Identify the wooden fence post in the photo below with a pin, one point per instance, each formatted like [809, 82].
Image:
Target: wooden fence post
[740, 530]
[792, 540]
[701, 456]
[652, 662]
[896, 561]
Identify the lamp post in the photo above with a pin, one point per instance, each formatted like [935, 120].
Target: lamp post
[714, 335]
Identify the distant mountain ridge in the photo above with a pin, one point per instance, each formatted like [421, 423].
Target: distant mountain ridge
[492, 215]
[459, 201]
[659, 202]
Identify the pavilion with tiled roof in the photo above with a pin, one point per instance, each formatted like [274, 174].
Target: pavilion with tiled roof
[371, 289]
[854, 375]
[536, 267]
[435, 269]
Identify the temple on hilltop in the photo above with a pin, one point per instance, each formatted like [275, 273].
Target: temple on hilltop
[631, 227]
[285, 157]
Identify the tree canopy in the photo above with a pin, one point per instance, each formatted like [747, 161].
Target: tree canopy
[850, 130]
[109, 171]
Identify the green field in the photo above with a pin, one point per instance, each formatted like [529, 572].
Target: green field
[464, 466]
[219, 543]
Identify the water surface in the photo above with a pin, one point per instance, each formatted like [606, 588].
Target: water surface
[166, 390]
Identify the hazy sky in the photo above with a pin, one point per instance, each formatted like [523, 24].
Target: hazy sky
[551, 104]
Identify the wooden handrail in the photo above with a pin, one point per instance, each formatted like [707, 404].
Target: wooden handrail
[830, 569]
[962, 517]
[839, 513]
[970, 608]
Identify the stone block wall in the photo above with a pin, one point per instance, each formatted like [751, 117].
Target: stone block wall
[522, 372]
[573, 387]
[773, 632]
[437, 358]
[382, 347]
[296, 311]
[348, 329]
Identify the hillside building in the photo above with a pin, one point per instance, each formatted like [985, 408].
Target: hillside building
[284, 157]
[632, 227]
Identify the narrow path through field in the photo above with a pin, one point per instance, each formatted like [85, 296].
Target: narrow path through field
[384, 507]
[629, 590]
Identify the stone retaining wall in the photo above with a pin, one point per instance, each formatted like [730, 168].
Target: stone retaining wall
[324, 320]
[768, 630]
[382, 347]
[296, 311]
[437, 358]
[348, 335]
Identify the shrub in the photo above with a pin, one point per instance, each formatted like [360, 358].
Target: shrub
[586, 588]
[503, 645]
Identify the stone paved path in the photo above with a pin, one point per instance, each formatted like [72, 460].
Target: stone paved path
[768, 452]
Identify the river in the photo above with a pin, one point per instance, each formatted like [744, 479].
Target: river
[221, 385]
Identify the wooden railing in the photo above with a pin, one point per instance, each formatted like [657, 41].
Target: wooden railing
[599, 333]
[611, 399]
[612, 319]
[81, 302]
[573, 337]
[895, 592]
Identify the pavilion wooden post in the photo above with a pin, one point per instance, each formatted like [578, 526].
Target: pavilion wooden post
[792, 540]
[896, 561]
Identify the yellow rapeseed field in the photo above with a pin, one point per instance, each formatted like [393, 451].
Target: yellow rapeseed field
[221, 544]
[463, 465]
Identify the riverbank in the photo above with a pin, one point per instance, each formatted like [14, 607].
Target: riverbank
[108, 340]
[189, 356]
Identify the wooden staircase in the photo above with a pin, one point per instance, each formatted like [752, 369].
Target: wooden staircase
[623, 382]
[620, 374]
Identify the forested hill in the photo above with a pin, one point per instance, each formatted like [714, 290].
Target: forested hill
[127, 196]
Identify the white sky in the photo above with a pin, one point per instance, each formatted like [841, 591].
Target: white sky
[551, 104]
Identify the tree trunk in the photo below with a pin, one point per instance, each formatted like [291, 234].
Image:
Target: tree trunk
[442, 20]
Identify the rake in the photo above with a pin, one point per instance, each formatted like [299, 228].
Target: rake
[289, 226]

★ ★ ★ ★ ★

_TASK_:
A word-for-word transcription of the listing above is what the answer should contain.

_RESPONSE TO THE TASK_:
Identify the wooden fence post in the photo below with a pin, one point per instance, each formatted like [809, 82].
Image:
Target: wooden fence post
[740, 530]
[792, 540]
[701, 456]
[652, 662]
[896, 561]
Identify the lamp post in the photo above with a pin, one point per instance, each formatted like [935, 120].
Target: lamp post
[714, 335]
Identify the distant mountain ridge in the photo above with a pin, one point per instance, each formatted like [421, 423].
Target: distant mountain ridge
[492, 215]
[459, 201]
[659, 202]
Identify the pavilion with tiled roof in the photo above with a pin, one point per instance, each formatted like [274, 174].
Target: pavilion with tiled roof
[371, 289]
[854, 375]
[536, 267]
[435, 269]
Identify the temple on hilltop in the photo above with a pin, one point per instance, each formatted like [275, 273].
Target: temple on hilltop
[631, 227]
[285, 157]
Identify the tree canopy in the photo above with a pin, one point per instance, each formatted like [747, 161].
Target: tree canopy
[850, 130]
[109, 171]
Identify the green field in the photo above with a pin, one point per instance, each formatted like [529, 572].
Target: green field
[464, 466]
[219, 543]
Identify the water surface in the photo above with a pin, one point per instance, each formatted like [606, 588].
Target: water surface
[166, 390]
Identify the hazy sky in the photo above with a pin, one point per instance, each formatted like [523, 24].
Target: hazy sky
[551, 104]
Identify the wooden handrail in the photo above with a pin, one point per instance, each formatted like [707, 404].
Target: wooden handrail
[830, 569]
[962, 517]
[839, 513]
[970, 608]
Identify the stone block wall in the photo above with a pin, one point per instance, each formatted like [751, 117].
Target: stone block wall
[522, 372]
[573, 387]
[773, 632]
[437, 358]
[382, 347]
[296, 311]
[348, 329]
Identify the hillside building in the photo above with a pin, one point per instance, each formatted like [985, 408].
Target: hillside building
[284, 157]
[632, 227]
Identify the narrow path through field in the photo above with a pin, one point per instance, each formatted like [85, 296].
Target: narrow path through field
[384, 507]
[629, 590]
Identify the stone retaining wall in the photo above with a pin, one point per instance, each formatted like [730, 168].
Target: stone retaining wall
[324, 320]
[768, 630]
[382, 347]
[296, 311]
[437, 358]
[348, 335]
Identify the shrub in the photo above with a pin, one point per instance, each formatted like [360, 358].
Target: shrub
[586, 588]
[503, 645]
Identify the stone paved path in the photo above with a pin, one point per instance, each formatted like [72, 460].
Target: stone paved path
[768, 452]
Identify the river in the photo above with a pin, one point per instance, each formatted like [744, 479].
Target: river
[221, 385]
Identify the wooden railing in the photo above with a pin, one point per instance, each formatted like [657, 41].
Target: wooden railing
[599, 333]
[611, 399]
[612, 319]
[81, 302]
[573, 337]
[895, 592]
Identify the pavilion wooden post in the photo above with a pin, one point per instance, each formatted like [578, 526].
Target: pavilion wooden post
[792, 540]
[896, 561]
Identify the yellow rapeseed field in the photo above with a pin, one point per instance, each formatted like [393, 451].
Target: yellow rapeseed field
[221, 544]
[463, 465]
Identify the riverbank in the photo above with a pin, one point per instance, each formatted like [14, 607].
Target: riverbank
[108, 340]
[189, 356]
Identify the wooden staircase in the photo above with a pin, one point per instance, each formatted like [752, 369].
Target: wooden staircase
[623, 382]
[620, 374]
Identify the forested hill in the photo above with a pin, one point per instance, each formatted like [714, 290].
Target: forested hill
[127, 196]
Identify the white sky in the photo above with a pin, one point per instance, each formatted like [841, 591].
Target: white sky
[551, 104]
Identify the tree trunk in the photo below with a pin, one point per instance, each formatted like [291, 234].
Image:
Target: tree trunk
[442, 20]
Identify the rake in the photo above with a pin, one point per instance, each formatted like [299, 228].
Target: rake
[289, 226]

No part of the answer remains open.